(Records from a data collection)
Begin

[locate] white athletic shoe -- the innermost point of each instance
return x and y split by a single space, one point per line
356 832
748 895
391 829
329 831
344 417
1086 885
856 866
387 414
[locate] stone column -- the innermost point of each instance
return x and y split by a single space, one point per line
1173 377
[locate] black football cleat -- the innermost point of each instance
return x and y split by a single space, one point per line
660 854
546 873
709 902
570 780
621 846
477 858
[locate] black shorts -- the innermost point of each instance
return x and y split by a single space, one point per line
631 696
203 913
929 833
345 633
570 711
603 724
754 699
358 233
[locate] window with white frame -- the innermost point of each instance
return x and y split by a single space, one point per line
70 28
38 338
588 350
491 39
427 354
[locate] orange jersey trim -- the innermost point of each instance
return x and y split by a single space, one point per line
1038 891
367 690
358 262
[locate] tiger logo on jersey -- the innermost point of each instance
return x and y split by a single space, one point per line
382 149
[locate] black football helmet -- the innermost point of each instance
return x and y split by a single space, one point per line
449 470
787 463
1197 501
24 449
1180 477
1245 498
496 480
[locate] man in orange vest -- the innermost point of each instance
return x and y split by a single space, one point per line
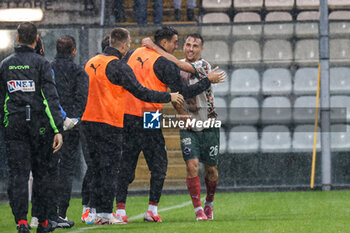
155 72
109 81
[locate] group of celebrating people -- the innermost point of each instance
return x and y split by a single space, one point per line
103 103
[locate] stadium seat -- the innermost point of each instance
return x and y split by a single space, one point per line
306 30
248 4
279 4
277 81
281 30
303 138
223 141
276 110
217 17
245 82
305 81
278 16
308 4
244 110
307 52
250 30
215 31
277 53
337 29
304 110
275 139
245 17
339 51
340 80
216 4
222 89
308 15
243 139
339 4
340 134
340 105
246 52
339 15
216 52
221 109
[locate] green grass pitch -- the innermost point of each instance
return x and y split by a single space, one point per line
296 212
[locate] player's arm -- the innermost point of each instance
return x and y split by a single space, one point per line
185 66
119 73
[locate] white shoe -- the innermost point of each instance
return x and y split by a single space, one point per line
90 219
34 222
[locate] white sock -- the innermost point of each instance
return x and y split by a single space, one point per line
92 215
105 215
85 207
153 209
122 212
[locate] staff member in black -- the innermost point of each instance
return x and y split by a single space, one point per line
155 72
32 118
103 120
72 85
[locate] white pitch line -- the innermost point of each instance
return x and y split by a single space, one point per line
138 216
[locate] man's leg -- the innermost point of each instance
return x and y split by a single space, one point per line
85 190
109 149
19 162
128 163
156 157
68 158
191 152
177 7
211 181
18 154
210 153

End

> Given exercise
Without including any pictures, reproduce the listing exactly.

> Task answer
[locate] white athletic shoe -- the innermost point of each instance
return x and y split by a single space, one point per line
356 832
748 895
391 829
329 831
344 417
1086 885
856 866
387 414
[locate] stone column -- the innermost point of each instance
return x and y split by a single space, one point per line
1173 377
[locate] black football cleat -- the innermost point of each instance
return x and y split by a single space, one point per line
660 854
546 873
709 902
570 780
621 846
477 858
[locate] black shorts -- the innermost point of each instance
return x and y split by a single space, one point per line
631 696
203 913
929 833
345 633
570 711
603 724
754 699
358 233
[locate] window with white frame -- the innermost point of each instance
return x and y split by a single space, one point per line
70 28
38 338
588 350
491 39
427 354
[locate] orange jersey trim -- the innermost point of each instance
return x and y split by a single space, one point per line
1038 891
367 690
358 262
[locate] tiger logo on jersey -- the innermost point of each instance
return x and y split by a single space, one point per line
382 149
[locate] black football helmet -- the innermost point of each instance
return x and y split by a single space, one point per line
449 470
787 463
1197 501
24 449
1180 477
1245 498
496 480
[locate] man in orange vest -- the innermost point of each instance
return x and y split by a single space, one point per line
155 72
109 81
[locate] group of celebrating people -- the innermost point of each instance
return x and y split by a single space, one point per line
103 103
[locate] stadium seat -- the innermost point of each instance
return x and y split by a single space, one point per line
306 30
248 4
279 4
277 81
281 30
303 138
223 141
276 110
217 17
245 82
305 81
278 16
308 4
244 110
307 52
250 30
215 31
277 53
337 29
304 110
275 139
245 17
339 51
340 80
216 4
222 89
308 15
243 139
339 4
340 134
340 105
246 52
339 15
216 52
221 109
[locate] green grass pitch -- the innermost point of each instance
return x and y split by a single space, one point per line
296 212
[locate] player's arm -- the innermost point of each instance
return x and y split by a single space, one point per line
185 66
119 73
[locate] white shoe -- the innermost point of each instance
return x and y split by a single space, one point per line
90 219
34 222
[locate] white sock -- the innermost point of each instance
return x and y split by a single space, one point per line
92 215
105 215
85 207
153 209
122 212
[locate] staff member in black -- the innermost point of each instance
return x and y split by a single space, one point per line
155 72
32 118
103 120
72 85
[locate] white pitch line -- the innermost point of each instance
return x and y split by a single space, one point per line
138 216
[locate] man's leg -- the innermost point of each instance
return x and y split by a single space, one point per line
85 190
109 149
19 162
128 163
156 157
68 158
191 152
177 7
211 181
18 154
210 153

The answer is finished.